> _TASK TO COMPLETE_: Every line of the material needs an exact copy, apart from the images.

> _TASK INPUTS_:
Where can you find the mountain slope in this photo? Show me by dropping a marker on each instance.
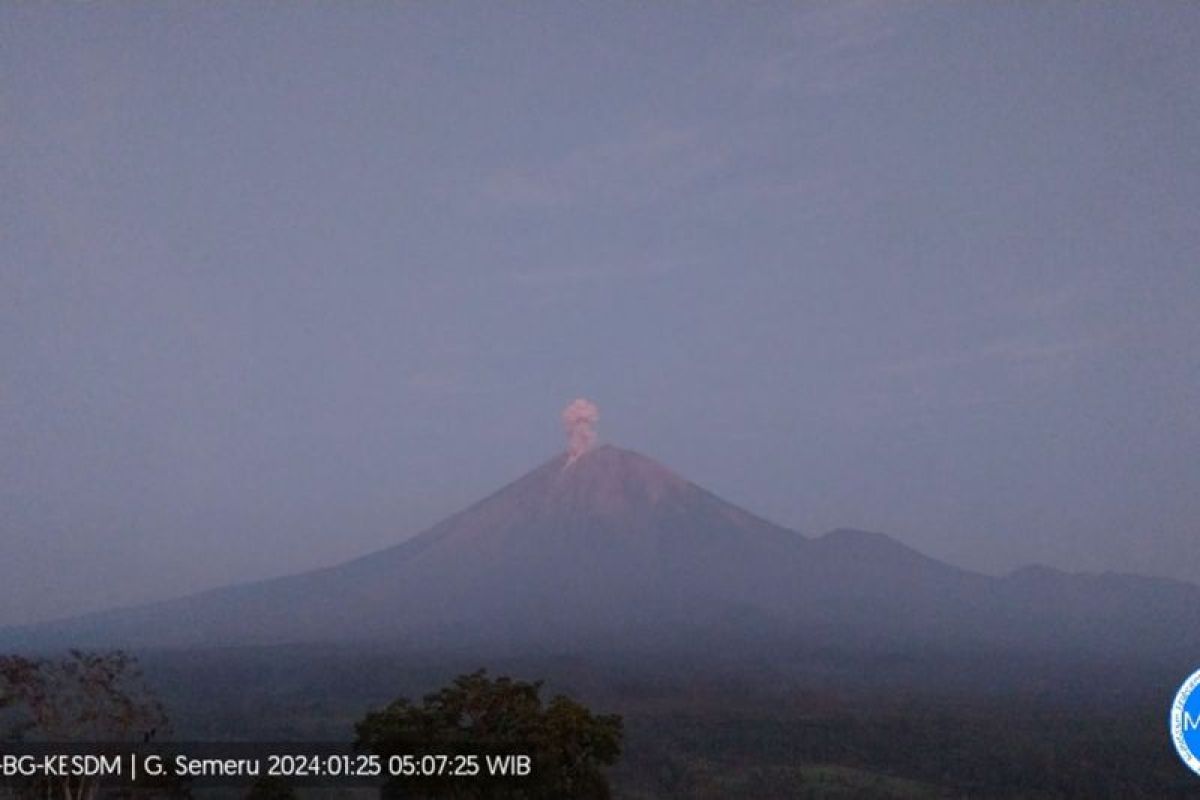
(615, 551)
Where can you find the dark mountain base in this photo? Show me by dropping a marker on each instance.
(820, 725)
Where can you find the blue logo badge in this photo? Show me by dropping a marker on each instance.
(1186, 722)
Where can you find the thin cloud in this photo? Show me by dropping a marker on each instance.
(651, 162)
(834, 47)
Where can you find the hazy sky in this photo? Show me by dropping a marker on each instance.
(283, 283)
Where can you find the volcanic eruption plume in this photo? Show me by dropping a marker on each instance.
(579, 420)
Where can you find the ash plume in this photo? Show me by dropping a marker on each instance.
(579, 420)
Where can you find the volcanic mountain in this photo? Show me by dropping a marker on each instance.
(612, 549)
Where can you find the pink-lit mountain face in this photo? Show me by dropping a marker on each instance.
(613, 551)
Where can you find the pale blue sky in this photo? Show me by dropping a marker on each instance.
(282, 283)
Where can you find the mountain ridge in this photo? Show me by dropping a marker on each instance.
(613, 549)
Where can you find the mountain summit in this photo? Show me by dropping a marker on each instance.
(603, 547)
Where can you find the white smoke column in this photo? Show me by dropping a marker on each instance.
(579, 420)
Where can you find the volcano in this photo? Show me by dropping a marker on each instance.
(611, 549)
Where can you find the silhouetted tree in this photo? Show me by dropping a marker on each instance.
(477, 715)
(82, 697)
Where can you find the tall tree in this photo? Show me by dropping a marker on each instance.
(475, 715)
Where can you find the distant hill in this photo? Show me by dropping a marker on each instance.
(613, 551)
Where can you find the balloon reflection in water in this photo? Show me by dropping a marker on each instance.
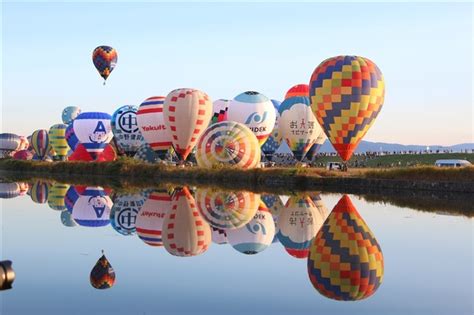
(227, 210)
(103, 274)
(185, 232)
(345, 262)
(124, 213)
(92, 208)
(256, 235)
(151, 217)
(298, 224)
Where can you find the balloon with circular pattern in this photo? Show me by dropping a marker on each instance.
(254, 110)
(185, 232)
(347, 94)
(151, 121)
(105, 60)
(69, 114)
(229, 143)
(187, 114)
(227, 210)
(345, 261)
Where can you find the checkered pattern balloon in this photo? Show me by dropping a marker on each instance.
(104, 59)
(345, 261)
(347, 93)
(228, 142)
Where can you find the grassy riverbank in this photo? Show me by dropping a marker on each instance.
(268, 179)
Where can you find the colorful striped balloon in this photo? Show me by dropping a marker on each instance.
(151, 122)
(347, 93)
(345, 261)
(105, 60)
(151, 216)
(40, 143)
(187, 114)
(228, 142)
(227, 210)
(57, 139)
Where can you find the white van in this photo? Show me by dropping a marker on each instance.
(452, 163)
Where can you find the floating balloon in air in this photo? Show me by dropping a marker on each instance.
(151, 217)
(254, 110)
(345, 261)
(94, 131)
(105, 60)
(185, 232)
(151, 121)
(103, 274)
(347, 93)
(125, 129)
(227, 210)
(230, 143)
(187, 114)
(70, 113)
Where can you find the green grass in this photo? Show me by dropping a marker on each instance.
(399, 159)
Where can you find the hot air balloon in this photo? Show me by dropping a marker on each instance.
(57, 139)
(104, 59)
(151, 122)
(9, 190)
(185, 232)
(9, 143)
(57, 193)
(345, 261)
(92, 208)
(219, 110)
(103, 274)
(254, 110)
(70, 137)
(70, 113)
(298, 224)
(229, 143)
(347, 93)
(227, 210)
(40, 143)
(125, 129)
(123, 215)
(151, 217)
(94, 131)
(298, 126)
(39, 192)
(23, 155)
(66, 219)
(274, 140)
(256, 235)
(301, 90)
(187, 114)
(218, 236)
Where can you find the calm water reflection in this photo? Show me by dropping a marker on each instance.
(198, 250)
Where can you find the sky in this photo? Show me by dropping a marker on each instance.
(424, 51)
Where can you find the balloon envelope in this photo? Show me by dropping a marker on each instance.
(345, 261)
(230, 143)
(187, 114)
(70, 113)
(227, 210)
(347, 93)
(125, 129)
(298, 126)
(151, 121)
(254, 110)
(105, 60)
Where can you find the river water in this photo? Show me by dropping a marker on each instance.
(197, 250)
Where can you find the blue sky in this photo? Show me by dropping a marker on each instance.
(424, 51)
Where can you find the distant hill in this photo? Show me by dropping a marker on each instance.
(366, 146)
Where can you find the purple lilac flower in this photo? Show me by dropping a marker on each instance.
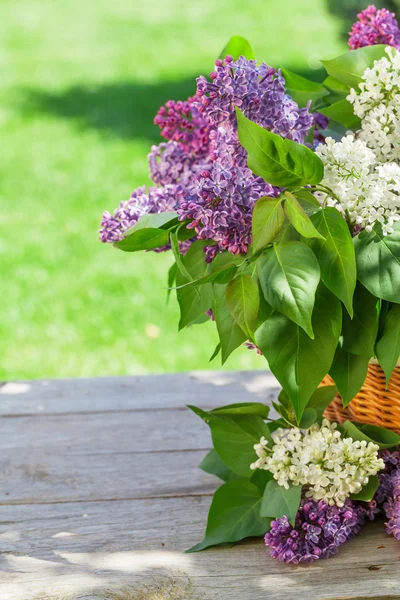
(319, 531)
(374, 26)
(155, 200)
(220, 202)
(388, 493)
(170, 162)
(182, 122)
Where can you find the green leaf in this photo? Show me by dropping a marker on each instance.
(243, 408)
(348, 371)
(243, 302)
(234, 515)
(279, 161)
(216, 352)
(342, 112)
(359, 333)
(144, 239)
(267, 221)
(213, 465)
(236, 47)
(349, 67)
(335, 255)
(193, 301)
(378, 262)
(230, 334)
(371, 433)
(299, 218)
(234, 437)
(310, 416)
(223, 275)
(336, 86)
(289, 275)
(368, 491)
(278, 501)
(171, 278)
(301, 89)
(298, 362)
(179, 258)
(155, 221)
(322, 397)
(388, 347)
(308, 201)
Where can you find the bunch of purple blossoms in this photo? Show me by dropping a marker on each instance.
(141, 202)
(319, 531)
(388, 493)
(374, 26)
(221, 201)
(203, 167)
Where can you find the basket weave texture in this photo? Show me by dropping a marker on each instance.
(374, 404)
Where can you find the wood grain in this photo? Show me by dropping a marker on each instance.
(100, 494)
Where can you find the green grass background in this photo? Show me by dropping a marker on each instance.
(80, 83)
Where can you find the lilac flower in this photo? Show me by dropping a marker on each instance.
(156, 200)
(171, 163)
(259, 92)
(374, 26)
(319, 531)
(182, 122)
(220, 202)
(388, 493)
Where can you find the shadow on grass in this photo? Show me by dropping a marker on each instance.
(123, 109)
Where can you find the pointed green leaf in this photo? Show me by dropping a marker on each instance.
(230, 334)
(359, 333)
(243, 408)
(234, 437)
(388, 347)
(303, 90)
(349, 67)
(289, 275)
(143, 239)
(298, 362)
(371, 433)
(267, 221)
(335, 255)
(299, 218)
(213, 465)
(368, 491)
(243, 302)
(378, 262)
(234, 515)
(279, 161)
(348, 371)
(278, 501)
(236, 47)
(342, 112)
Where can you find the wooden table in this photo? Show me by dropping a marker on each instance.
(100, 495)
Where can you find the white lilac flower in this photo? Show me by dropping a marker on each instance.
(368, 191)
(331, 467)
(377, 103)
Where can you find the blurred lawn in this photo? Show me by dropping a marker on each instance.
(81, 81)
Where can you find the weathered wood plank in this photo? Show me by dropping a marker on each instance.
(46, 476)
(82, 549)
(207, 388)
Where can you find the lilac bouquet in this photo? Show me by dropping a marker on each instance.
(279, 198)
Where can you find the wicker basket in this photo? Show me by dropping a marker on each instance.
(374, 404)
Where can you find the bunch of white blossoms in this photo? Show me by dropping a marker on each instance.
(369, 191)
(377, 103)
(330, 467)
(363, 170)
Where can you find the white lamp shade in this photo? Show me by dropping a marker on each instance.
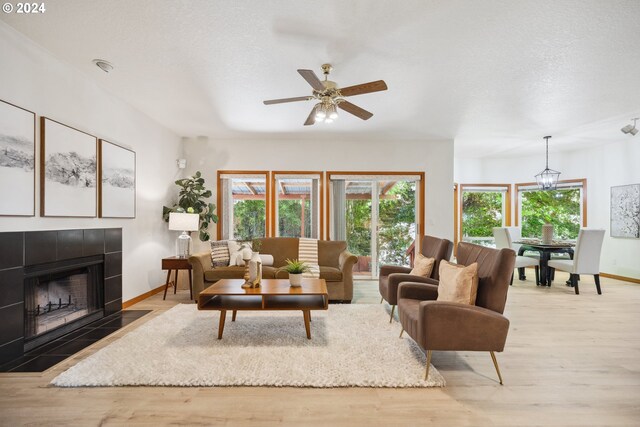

> _REPLY_:
Where can you find the mountain slope in this photo? Show me by dropping a marker on each instance.
(615, 551)
Where can you find the dark mountain base in this photo? Show me by dropping a marker on each instance.
(820, 725)
Where can you find the blue logo badge in this photo? Show me by dropping a marker on each instance.
(1186, 722)
Where can you find the thin cloud in this photo? Show me by dropping a marker on each instance.
(651, 162)
(834, 47)
Where can you find the hazy sky in this photo? Show me by dropping a marker on each instance.
(283, 283)
Where can you find the volcanic eruption plume in this photo? Show me by dropping a marker on each instance.
(579, 420)
Where can you find the ash plume in this photo? Show me by dropping a marker on each instance.
(579, 420)
Where can you find the volcanic mountain in this photo? Show me by dropping a marker on each instance.
(612, 549)
Where can you find the pink-lit mountain face in this photo? Show me by dropping a marker on each instance.
(613, 551)
Where can you find the pale blue sky in this photo? Show me by dropping a marker on each instance.
(282, 283)
Where can you find the mountain ridge in this photo? Show me by dropping a marker on each instance.
(613, 549)
Where can you find the mountain summit in this photo? Show me by dropping a marker on each instance.
(603, 547)
Where can you find the white smoke column in this photo? Show me by dropping a marker on each instance.
(579, 420)
Where can you find the volcano in this photo? Show me by dropping a marker on each instance.
(611, 549)
Where can you find the silhouetted tree in this photo? Show me by dropping a marker on each instance.
(477, 715)
(82, 697)
Where can you find the tall tree in this photo? Show me by dropping a marker on each instance.
(475, 715)
Where can you find the distant hill in this photo? Show me by dropping a marker on each instance.
(613, 551)
Where can you find the balloon reflection in water in this photo? Show me by dropping a marker on each instance.
(227, 210)
(103, 274)
(185, 232)
(345, 262)
(124, 213)
(92, 208)
(256, 235)
(151, 217)
(298, 224)
Where can you find the balloon with circular pattern in this photo? Show me by dropping a marker on each instance.
(254, 110)
(185, 232)
(347, 94)
(151, 121)
(105, 60)
(69, 114)
(229, 143)
(187, 114)
(227, 210)
(345, 261)
Where can you find the checkered pattern balloon in this photo? Show me by dropping a marker on each instance.
(104, 59)
(345, 261)
(347, 93)
(228, 142)
Where can you find the grassy riverbank in this photo? Show me by dropping a marker on each instance.
(268, 179)
Where can you find the colorful striped balloon in this photo? Show me by dropping a marker on each instance.
(151, 122)
(347, 93)
(345, 261)
(105, 60)
(151, 216)
(40, 143)
(187, 114)
(228, 142)
(227, 210)
(57, 139)
Where can you find the white van in this photo? Show me by dropping a marker on each instance.
(452, 163)
Where can you find the floating balloon in air in this photo? Show me by dropping a marker on each instance.
(151, 217)
(254, 110)
(345, 261)
(94, 131)
(105, 60)
(185, 232)
(151, 121)
(103, 274)
(347, 93)
(125, 129)
(227, 210)
(230, 143)
(187, 114)
(70, 113)
Where can you find the green grass in this photo? Show me by dropping a marker on each instance.
(399, 159)
Where can you find the hot air balloon in this photo? Show me by dropping a marker on each instance.
(57, 139)
(104, 59)
(151, 122)
(9, 190)
(185, 232)
(9, 143)
(57, 193)
(345, 261)
(92, 208)
(219, 110)
(103, 274)
(254, 110)
(70, 137)
(70, 113)
(298, 224)
(229, 143)
(347, 93)
(227, 210)
(40, 143)
(125, 129)
(123, 215)
(151, 217)
(94, 131)
(298, 126)
(39, 192)
(23, 155)
(66, 219)
(274, 140)
(256, 235)
(301, 90)
(187, 114)
(218, 236)
Where can you find the calm water reflection in this photo? Show me by dropping a marker on each instance.
(198, 250)
Where can you find the sky in this photo? Show me by dropping a marker on each instance.
(424, 51)
Where can you find the balloon envelope in this photo? Show me by dropping a marker on each instance.
(345, 261)
(230, 143)
(187, 114)
(70, 113)
(227, 210)
(347, 93)
(125, 129)
(298, 126)
(151, 121)
(254, 110)
(105, 60)
Where can you find the river water in this photo? Show me by dropping a marker on each instance.
(197, 250)
Where can you find the blue sky in this photo? Show me by dropping a marker on each instance.
(424, 51)
Where can you find the distant hill in this photo? Show me by dropping a marker on each instance.
(366, 146)
Where can you find the purple lilac flower in this photo? Show me by dropping a marker on each instance.
(319, 531)
(374, 26)
(155, 200)
(220, 202)
(388, 493)
(170, 162)
(182, 122)
Where can you find the green leaf in this photo? Show me by dropping a marker on each instance.
(243, 408)
(348, 371)
(243, 302)
(234, 515)
(279, 161)
(216, 352)
(342, 112)
(359, 333)
(144, 239)
(267, 221)
(213, 465)
(236, 47)
(349, 67)
(335, 255)
(193, 301)
(378, 262)
(230, 334)
(371, 433)
(299, 218)
(234, 437)
(310, 416)
(223, 275)
(336, 86)
(289, 275)
(368, 491)
(278, 501)
(171, 278)
(301, 89)
(298, 362)
(179, 258)
(155, 221)
(322, 397)
(388, 347)
(308, 201)
Where can you find the bunch of purple blossoms in this photo? Show me by dropping a marker on each instance.
(141, 202)
(319, 531)
(388, 493)
(374, 26)
(221, 201)
(203, 167)
Where can you find the basket weave texture in this photo? Show me by dropping a marker on each instance.
(374, 404)
Where can you find the wood grain in this photo? Show me by dropping a marker on each instance.
(100, 494)
Where can you find the green grass background in this photo? Show me by dropping a marker on each instance.
(80, 83)
Where can you find the lilac flower in this photo? Show me by dropping a marker on each instance.
(156, 200)
(171, 163)
(259, 92)
(374, 26)
(319, 531)
(182, 122)
(220, 202)
(388, 493)
Where can you find the shadow on grass in this photo? Show me by dropping a marker on each instance.
(123, 109)
Where can you find the pointed green leaf in this photo? Show me by dropping a marker on each instance.
(230, 334)
(359, 333)
(243, 408)
(234, 437)
(388, 347)
(303, 90)
(349, 67)
(289, 275)
(143, 239)
(298, 362)
(371, 433)
(267, 221)
(335, 255)
(299, 218)
(213, 465)
(368, 491)
(243, 302)
(378, 262)
(234, 515)
(279, 161)
(348, 371)
(278, 501)
(236, 47)
(342, 112)
Where can you find the wooden table in this photo? Show me by dropping a marker on each instance.
(100, 495)
Where can you find the white lilac flower in this photo? Show me by dropping a marker on each instance.
(368, 191)
(331, 467)
(377, 103)
Where can you find the blurred lawn in this photo? Show me by dropping a marker on each instance.
(81, 81)
Where can you find the weathered wood plank in this photo? Show me by dropping a marker on each instance.
(46, 476)
(82, 549)
(207, 388)
Where can you find the lilac bouquet in this photo? Show me by dropping a marker on each instance.
(279, 198)
Where can you find the wicker basket in this photo? Show me by dropping a marker on each instance.
(374, 404)
Where can you find the bunch of white blossoms in this photo? Show me by dropping a marker on each instance.
(369, 191)
(377, 103)
(330, 467)
(363, 170)
Where can you find the white lamp shade in this photo? Show me by dropping a marker on each instance.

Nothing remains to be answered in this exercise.